Please repeat all of the lines that follow, exactly as written.

>> Start INFORMATION GIVEN

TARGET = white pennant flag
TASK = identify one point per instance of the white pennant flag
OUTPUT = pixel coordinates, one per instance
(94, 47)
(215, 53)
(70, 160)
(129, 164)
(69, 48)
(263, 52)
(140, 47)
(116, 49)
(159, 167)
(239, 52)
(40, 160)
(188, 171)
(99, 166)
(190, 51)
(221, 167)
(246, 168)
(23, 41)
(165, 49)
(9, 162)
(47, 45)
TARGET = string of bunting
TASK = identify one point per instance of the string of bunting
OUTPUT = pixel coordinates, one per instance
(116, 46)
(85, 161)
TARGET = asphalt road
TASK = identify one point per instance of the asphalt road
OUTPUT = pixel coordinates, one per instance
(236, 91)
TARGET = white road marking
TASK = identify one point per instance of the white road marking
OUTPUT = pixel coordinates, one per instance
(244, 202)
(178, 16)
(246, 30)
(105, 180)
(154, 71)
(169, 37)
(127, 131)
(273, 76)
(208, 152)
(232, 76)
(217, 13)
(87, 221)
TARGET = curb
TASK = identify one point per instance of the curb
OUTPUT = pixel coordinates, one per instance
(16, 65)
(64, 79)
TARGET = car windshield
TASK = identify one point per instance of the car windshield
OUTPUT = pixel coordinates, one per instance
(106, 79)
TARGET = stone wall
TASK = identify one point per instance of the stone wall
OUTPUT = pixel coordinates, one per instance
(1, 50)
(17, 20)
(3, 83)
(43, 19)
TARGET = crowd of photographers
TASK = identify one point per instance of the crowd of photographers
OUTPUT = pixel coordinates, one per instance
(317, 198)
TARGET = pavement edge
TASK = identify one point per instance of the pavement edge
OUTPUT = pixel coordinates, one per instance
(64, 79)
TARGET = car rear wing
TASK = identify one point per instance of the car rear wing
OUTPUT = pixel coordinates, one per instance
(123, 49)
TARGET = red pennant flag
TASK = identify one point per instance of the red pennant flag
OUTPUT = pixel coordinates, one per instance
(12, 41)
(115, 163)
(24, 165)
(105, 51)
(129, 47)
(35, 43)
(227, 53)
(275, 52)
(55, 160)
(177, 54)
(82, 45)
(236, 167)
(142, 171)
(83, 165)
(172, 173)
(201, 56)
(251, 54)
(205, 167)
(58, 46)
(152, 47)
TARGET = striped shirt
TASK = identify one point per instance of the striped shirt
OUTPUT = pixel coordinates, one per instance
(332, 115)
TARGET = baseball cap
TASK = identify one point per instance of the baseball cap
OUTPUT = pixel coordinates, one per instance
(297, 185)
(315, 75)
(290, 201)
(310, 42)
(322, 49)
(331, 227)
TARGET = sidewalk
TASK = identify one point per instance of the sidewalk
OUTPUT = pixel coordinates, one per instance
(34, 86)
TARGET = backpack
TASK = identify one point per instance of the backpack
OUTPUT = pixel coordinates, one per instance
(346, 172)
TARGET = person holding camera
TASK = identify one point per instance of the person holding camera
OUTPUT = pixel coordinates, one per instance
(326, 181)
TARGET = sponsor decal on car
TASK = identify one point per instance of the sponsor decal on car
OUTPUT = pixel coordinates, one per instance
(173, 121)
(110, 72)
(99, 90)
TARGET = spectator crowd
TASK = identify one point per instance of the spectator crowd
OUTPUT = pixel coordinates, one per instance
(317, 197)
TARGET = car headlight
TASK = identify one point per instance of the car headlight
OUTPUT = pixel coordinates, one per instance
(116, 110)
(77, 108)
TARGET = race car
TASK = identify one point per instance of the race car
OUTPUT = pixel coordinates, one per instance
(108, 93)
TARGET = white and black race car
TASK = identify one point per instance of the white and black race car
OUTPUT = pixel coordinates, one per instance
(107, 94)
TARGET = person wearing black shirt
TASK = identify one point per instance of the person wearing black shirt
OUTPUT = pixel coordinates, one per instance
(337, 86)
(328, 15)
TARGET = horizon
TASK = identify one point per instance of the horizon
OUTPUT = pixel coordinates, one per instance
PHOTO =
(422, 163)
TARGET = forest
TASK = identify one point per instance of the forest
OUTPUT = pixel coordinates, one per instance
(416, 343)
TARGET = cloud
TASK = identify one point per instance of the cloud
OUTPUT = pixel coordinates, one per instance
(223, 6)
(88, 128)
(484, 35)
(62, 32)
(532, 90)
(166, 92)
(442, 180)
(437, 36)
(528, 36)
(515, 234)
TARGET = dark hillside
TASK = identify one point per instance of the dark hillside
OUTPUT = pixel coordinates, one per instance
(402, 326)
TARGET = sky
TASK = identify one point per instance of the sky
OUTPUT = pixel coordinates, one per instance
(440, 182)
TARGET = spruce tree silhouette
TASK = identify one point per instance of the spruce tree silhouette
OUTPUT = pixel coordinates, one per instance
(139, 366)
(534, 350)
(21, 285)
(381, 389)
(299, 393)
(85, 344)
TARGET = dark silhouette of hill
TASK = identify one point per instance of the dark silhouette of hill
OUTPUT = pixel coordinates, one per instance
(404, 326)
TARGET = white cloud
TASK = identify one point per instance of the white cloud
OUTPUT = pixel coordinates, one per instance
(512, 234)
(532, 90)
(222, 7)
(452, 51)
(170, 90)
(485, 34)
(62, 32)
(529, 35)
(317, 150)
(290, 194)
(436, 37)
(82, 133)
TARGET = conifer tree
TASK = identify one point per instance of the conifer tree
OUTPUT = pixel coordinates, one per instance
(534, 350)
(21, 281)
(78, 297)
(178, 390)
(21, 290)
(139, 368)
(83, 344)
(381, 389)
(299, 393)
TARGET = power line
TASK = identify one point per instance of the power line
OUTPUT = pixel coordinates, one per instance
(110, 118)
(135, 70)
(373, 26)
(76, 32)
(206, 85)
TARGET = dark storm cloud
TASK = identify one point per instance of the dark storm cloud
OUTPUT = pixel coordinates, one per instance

>> End INFORMATION GIVEN

EXERCISE RESPONSE
TARGET = white pennant flag
TASK = identify one point per instance of the white pennant flag
OUTPUT = pixel coordinates, one per instance
(94, 47)
(215, 53)
(70, 160)
(129, 164)
(69, 48)
(263, 52)
(140, 47)
(116, 49)
(159, 167)
(239, 52)
(40, 160)
(188, 171)
(99, 166)
(190, 51)
(221, 167)
(246, 168)
(23, 41)
(165, 49)
(9, 162)
(47, 45)
TARGET = string of bunting
TASK = identify one point per instance of the string of bunting
OUTPUT = pixel coordinates, one per instance
(116, 46)
(85, 161)
TARGET = asphalt road
TASK = identify one point per instance of the asphalt road
OUTPUT = pixel coordinates, one per instance
(236, 91)
TARGET = white road marking
TASK = identify one point per instance of the white road marking
OUTPUT = pixel coordinates, one per instance
(244, 202)
(178, 16)
(246, 30)
(105, 180)
(154, 71)
(169, 37)
(127, 131)
(273, 76)
(208, 152)
(232, 76)
(217, 13)
(87, 221)
TARGET = curb
TASK = identify one point per instance of the curb
OUTPUT = pixel coordinates, one per instance
(16, 65)
(64, 79)
TARGET = car windshield
TASK = identify one point per instance of the car windshield
OUTPUT = pixel coordinates, one per instance
(106, 79)
TARGET = stone wall
TASK = identify one point per instance of the stone wall
OUTPUT = pixel coordinates, one per instance
(1, 50)
(17, 20)
(3, 83)
(43, 19)
TARGET = crowd of photographers
TASK = identify one point per instance of the crowd of photographers
OUTPUT = pixel coordinates, one per instance
(317, 198)
TARGET = pavement edge
TASK = identify one point per instance of the pavement edge
OUTPUT = pixel coordinates, one per instance
(64, 79)
TARGET = car rear wing
TASK = identify one point per instance of the car rear wing
OUTPUT = pixel coordinates, one per instance
(123, 49)
TARGET = red pennant flag
TASK = identify one point per instance of the red pennant flag
OUTPUT = pixel coordinates, one per instance
(12, 41)
(115, 163)
(24, 165)
(105, 51)
(129, 47)
(35, 43)
(227, 53)
(275, 52)
(55, 160)
(177, 54)
(82, 45)
(236, 167)
(142, 171)
(83, 165)
(172, 173)
(201, 56)
(251, 54)
(205, 167)
(58, 46)
(152, 47)
TARGET = striped shirt
TASK = identify one point per instance of the striped shirt
OUTPUT = pixel coordinates, one per instance
(332, 115)
TARGET = baseball cap
TASK = identify one point per instance of the baseball cap
OUTPUT = pixel coordinates, one per instance
(297, 185)
(315, 75)
(290, 201)
(310, 42)
(322, 49)
(331, 227)
TARGET = sidewalk
TASK = identify one point per instance of the sidewalk
OUTPUT = pixel coordinates, one per instance
(34, 86)
TARGET = backpack
TASK = identify one point per instance of the backpack
OUTPUT = pixel coordinates, one per instance
(346, 172)
TARGET = person holding camera
TASK = identify one point per instance of the person holding camera
OUTPUT = pixel coordinates, one per instance
(326, 181)
TARGET = sponsor decal on car
TASK = identify one point per instance of the sponsor decal on car
OUTPUT = pixel coordinates, one per instance
(173, 121)
(110, 72)
(99, 90)
TARGET = spectator crowd
TASK = identify one point per instance of the spectator crowd
OUTPUT = pixel coordinates, one per instance
(317, 197)
TARGET = car headlight
TASK = identify one point per instance of the car headlight
OUTPUT = pixel coordinates, one per instance
(116, 110)
(77, 108)
TARGET = race car
TASK = identify one point per instance of the race car
OUTPUT = pixel coordinates, one per instance
(108, 93)
TARGET = white and black race car
TASK = identify one point per instance of the white and black race car
OUTPUT = pixel coordinates, one per instance
(107, 94)
TARGET = person wearing black shirt
TASK = identify one point per instance of the person wearing black shirt
OUTPUT = pixel coordinates, one per instance
(337, 86)
(328, 15)
TARGET = horizon
TASK = identify one point per instance of the horizon
OUTPUT = pixel coordinates, one per instance
PHOTO =
(422, 163)
TARGET = forest
TASK = identify one point per instance of the forest
OUTPUT = pixel coordinates, one per instance
(416, 343)
TARGET = cloud
TASK = identify one point per instance of the cloud
OUTPUT = pixel coordinates, one per instance
(223, 6)
(88, 128)
(484, 35)
(62, 32)
(532, 90)
(166, 92)
(442, 180)
(437, 36)
(528, 36)
(515, 234)
TARGET = dark hillside
TASK = identify one point per instance of the dark hillside
OUTPUT = pixel coordinates, one per instance
(402, 326)
TARGET = sky
TASK = identify one point per instance of the sky
OUTPUT = pixel coordinates, one per instance
(440, 182)
TARGET = spruce tree silhouette
TASK = identify one point per instance of the spruce tree silhouette
OUTPUT = pixel coordinates, one per instance
(139, 366)
(534, 350)
(21, 285)
(381, 389)
(299, 393)
(85, 344)
TARGET = dark silhouette of hill
TASK = identify one point per instance of the dark silhouette of hill
OUTPUT = pixel coordinates, one per instance
(404, 326)
TARGET = white cloud
TASK = identify one point per instance of the white cloud
OUTPUT = pixel coordinates, one per instance
(512, 234)
(532, 90)
(222, 7)
(452, 51)
(170, 90)
(485, 34)
(62, 32)
(529, 35)
(317, 150)
(290, 194)
(436, 37)
(82, 133)
TARGET = conifer tree
TASK = identify one point per instance of the conifer tree
OUTPUT = pixel coordinates, one per instance
(534, 350)
(21, 281)
(78, 297)
(178, 390)
(21, 290)
(139, 368)
(83, 344)
(381, 389)
(299, 393)
TARGET = power line
TASK = identify one point per instance of the power line
OUTPUT = pixel coordinates, one per instance
(110, 118)
(135, 70)
(373, 26)
(76, 32)
(206, 85)
TARGET = dark storm cloud
TASK = identify one point per instance of the dark storm cloud
OUTPUT = pixel coordinates, one per instance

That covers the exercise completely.